Spatial localization data:
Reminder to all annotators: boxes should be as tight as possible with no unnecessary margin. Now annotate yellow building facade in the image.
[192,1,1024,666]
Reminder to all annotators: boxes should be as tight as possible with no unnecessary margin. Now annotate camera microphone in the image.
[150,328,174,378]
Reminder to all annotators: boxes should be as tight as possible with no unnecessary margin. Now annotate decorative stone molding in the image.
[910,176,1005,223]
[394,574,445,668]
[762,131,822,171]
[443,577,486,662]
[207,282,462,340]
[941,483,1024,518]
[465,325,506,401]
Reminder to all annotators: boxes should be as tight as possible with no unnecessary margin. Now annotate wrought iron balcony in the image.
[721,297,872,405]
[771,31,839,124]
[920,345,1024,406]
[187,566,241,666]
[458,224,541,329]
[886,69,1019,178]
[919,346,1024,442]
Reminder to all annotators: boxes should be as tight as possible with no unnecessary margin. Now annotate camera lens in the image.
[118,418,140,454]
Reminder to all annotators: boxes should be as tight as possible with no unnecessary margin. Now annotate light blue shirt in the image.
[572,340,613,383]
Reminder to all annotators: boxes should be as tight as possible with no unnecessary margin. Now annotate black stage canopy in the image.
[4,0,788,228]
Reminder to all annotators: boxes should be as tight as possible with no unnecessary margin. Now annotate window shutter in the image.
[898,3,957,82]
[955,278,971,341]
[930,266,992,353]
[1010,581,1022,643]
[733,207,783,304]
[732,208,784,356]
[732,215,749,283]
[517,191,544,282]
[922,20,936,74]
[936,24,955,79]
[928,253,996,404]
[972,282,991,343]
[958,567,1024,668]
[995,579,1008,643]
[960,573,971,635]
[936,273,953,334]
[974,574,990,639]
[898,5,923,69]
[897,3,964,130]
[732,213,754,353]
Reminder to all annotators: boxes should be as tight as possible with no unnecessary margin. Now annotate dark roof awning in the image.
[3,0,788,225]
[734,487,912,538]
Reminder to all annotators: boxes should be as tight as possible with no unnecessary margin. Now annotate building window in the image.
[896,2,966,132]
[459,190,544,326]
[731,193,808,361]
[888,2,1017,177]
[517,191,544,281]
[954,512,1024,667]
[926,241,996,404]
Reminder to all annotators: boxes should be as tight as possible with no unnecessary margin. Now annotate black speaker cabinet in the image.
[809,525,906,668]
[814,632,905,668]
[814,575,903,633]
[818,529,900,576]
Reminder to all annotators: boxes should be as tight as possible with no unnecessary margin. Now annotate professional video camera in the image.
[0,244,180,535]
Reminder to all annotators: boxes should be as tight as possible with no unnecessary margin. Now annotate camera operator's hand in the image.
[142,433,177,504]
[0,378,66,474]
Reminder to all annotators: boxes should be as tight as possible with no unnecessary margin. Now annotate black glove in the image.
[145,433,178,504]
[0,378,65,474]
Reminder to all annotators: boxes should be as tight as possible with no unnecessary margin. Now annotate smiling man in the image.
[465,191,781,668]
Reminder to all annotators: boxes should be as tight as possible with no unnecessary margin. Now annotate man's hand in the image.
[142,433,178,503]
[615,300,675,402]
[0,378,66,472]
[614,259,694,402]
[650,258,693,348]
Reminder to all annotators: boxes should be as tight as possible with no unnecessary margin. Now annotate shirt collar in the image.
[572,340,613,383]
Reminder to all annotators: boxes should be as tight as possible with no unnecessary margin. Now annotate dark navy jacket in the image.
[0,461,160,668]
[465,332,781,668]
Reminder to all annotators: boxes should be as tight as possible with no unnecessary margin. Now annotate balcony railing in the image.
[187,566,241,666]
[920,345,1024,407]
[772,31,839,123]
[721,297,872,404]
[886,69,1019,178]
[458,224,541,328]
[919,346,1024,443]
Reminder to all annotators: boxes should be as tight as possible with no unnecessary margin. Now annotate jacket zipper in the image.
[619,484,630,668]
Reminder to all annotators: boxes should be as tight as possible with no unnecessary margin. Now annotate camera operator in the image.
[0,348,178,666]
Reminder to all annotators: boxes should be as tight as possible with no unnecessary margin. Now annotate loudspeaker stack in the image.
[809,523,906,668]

WHAT NEEDS TO BE DONE>
Working down from the line that contains "stack in the image.", retype each line exactly through the last line of the data, and give nothing else.

RESULT OF THIS TASK>
Reminder to all annotators: boxes should be as tight as possible with no unnecessary margin. Now annotate loudspeaker stack in the image.
[809,523,906,668]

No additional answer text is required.